*Task description:* Copy every line of the data below word for word, leaving out the pictures.

*Material supplied:*
==========
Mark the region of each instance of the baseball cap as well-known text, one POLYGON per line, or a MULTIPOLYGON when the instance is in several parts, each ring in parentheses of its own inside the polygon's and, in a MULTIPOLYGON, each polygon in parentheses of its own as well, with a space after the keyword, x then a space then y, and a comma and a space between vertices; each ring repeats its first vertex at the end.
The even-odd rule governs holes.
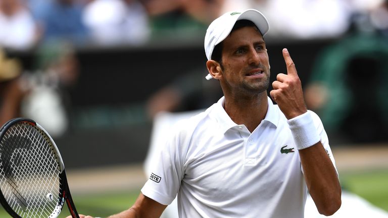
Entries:
MULTIPOLYGON (((248 20, 253 22, 263 36, 269 30, 269 24, 267 19, 257 10, 248 9, 244 11, 226 12, 214 20, 206 31, 206 35, 205 36, 205 52, 208 60, 212 58, 214 47, 229 35, 236 21, 240 20, 248 20)), ((207 80, 211 78, 210 74, 206 76, 207 80)))
POLYGON ((0 49, 0 82, 13 79, 19 76, 22 70, 21 64, 15 59, 8 58, 0 49))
==========
*Correct output:*
Mark the region of each instance of the baseball cap as well-known text, one POLYGON per line, or a MULTIPOLYGON when the instance is in several parts, each ring in parentheses of its own inside the polygon's and, in a MULTIPOLYGON, each polygon in parentheses of its own as well, with a space after the keyword, x then a space then y, and a comma and a space between vertices; each ring repeats its first vertex at the end.
The even-odd rule governs holes.
Entries:
MULTIPOLYGON (((248 20, 253 22, 263 36, 269 30, 269 24, 267 19, 257 10, 248 9, 244 11, 226 12, 214 20, 206 31, 206 35, 205 36, 205 52, 208 60, 212 58, 214 47, 229 35, 236 21, 240 20, 248 20)), ((207 80, 211 78, 210 74, 206 76, 207 80)))
POLYGON ((0 49, 0 82, 13 79, 19 76, 22 70, 21 64, 15 59, 8 58, 0 49))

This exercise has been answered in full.